Your output is the line containing "For each instance of the water streak" plus every line after it in the listing, reproduced exactly.

*** Provided material

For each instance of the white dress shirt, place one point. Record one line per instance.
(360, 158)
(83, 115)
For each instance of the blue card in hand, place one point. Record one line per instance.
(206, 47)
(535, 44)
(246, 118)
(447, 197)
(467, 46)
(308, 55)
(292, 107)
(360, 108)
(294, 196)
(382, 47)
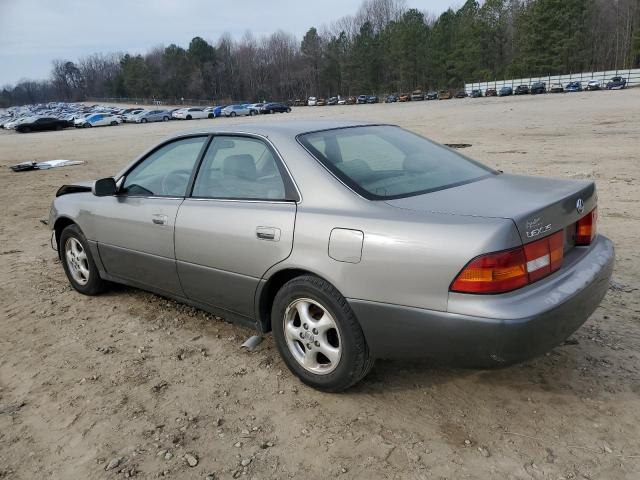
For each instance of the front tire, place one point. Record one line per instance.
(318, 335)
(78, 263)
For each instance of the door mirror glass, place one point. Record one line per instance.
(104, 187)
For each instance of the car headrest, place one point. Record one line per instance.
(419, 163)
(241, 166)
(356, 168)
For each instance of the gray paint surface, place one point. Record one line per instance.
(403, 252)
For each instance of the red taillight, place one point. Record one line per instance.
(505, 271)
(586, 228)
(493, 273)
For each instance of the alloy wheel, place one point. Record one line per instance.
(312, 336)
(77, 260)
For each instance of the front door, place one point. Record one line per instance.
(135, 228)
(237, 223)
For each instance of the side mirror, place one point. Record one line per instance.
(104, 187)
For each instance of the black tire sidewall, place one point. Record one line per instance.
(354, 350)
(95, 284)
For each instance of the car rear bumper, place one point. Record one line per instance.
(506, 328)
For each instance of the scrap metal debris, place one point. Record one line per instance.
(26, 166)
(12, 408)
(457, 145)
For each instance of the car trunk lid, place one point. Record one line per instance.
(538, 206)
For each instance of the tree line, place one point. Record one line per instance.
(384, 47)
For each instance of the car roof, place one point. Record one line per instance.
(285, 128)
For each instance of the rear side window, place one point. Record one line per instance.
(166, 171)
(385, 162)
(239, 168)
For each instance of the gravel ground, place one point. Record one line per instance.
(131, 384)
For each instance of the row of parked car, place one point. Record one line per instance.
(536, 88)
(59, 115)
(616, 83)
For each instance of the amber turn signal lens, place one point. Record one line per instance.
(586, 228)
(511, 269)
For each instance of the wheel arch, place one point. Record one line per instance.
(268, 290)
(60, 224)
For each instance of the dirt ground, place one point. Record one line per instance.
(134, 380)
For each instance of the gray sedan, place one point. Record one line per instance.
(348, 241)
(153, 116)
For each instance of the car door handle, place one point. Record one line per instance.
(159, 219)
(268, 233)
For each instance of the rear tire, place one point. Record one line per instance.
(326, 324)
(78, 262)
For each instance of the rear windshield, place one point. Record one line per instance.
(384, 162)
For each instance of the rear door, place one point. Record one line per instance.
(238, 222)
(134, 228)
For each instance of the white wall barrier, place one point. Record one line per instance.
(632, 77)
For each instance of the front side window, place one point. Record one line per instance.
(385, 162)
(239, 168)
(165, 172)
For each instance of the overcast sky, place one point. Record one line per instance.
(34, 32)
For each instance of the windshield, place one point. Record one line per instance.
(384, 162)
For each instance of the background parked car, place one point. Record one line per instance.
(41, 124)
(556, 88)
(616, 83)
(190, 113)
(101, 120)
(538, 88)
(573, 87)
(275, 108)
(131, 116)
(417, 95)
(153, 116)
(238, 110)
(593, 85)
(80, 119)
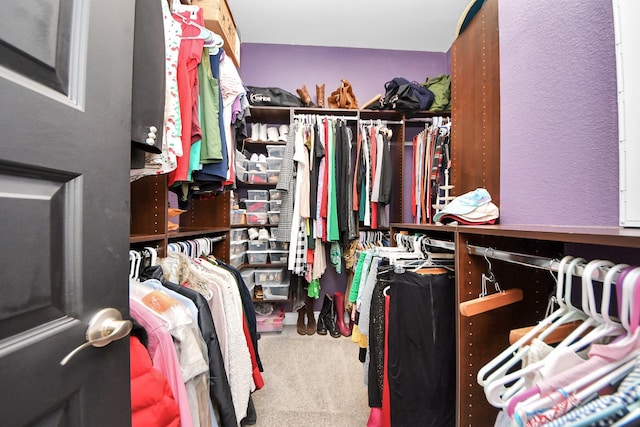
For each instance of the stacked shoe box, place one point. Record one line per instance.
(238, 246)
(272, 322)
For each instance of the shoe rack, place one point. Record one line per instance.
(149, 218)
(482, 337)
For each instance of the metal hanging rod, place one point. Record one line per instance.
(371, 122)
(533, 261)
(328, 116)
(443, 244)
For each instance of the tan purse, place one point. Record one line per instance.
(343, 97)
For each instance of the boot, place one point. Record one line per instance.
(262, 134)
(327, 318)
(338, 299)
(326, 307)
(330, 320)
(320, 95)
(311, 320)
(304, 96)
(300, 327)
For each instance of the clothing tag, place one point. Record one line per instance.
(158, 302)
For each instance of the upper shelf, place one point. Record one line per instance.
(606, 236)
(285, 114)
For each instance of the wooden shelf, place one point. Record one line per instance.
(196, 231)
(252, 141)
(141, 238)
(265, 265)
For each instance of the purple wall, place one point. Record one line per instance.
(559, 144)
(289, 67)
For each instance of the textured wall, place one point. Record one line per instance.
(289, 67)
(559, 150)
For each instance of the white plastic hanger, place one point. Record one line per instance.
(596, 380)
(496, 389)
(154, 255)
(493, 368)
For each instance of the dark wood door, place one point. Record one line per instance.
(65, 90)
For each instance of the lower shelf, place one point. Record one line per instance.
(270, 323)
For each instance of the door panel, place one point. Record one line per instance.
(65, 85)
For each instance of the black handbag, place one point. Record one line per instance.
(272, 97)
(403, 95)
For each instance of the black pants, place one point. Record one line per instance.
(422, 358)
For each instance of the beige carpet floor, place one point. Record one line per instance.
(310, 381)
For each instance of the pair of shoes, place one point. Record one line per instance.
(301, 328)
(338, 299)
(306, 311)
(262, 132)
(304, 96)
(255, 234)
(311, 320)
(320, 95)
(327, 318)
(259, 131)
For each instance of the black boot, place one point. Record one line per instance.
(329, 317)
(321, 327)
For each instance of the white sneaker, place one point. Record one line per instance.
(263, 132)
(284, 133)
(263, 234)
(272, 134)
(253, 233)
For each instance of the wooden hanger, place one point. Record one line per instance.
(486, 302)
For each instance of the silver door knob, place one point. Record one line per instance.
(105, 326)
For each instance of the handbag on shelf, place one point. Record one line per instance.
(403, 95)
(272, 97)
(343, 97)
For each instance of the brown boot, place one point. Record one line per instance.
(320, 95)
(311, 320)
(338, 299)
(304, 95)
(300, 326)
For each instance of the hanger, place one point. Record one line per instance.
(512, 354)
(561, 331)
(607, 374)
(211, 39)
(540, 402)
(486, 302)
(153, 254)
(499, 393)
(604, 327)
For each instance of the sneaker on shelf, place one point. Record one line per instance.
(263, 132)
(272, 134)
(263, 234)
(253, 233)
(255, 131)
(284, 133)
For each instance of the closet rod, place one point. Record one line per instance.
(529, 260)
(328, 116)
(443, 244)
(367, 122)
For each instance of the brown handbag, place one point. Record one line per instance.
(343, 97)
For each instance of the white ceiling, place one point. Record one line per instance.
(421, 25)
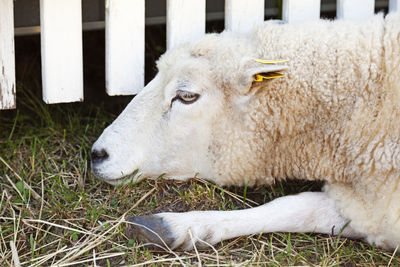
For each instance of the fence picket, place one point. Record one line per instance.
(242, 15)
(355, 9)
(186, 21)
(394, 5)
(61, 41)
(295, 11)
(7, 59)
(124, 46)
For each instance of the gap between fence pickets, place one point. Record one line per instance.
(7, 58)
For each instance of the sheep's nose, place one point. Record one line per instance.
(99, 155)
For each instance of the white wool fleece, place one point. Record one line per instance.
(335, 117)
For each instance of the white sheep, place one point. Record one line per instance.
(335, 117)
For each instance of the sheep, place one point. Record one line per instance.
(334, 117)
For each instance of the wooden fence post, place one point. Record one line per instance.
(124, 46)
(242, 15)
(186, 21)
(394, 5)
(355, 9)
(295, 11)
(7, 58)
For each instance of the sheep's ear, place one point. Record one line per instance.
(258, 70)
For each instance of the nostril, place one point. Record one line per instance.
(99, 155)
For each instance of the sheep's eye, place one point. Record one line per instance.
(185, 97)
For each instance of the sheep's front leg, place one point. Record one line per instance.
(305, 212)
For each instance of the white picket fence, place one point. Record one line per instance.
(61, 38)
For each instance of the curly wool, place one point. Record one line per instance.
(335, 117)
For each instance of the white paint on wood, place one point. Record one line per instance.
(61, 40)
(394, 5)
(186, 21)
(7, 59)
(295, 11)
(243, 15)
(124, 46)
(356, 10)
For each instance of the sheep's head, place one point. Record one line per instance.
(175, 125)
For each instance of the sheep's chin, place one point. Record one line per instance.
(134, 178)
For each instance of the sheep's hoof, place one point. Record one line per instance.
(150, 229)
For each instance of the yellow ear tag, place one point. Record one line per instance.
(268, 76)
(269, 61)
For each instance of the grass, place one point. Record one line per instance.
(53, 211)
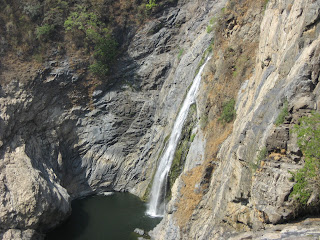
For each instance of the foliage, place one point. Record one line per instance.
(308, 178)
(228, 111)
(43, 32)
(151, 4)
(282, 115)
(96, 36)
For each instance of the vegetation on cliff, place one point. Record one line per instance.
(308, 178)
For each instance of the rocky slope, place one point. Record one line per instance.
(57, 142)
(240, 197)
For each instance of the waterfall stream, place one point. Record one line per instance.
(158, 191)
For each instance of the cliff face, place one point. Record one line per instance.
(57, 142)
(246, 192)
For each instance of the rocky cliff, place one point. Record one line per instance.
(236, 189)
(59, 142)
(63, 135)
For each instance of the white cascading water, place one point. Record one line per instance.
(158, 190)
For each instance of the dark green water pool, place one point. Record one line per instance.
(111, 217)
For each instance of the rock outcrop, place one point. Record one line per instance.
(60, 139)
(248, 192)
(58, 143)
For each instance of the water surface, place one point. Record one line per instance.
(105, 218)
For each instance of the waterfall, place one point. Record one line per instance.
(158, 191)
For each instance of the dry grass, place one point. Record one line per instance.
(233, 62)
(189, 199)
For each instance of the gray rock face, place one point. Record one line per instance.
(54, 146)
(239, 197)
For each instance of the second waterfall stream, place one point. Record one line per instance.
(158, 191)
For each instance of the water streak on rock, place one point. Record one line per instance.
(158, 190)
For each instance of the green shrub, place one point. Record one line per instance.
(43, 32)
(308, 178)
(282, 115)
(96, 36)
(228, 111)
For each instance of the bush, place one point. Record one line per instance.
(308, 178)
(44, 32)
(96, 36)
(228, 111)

******

**Task answer:**
For each instance of the water streak on rock, place one point. Record one line per instance.
(158, 190)
For each instance of the green shrub, place one point. Record one line per instance.
(43, 32)
(308, 178)
(282, 115)
(96, 36)
(228, 111)
For each instance of the bush, place one point. Record one line per instance.
(308, 178)
(44, 32)
(96, 36)
(228, 111)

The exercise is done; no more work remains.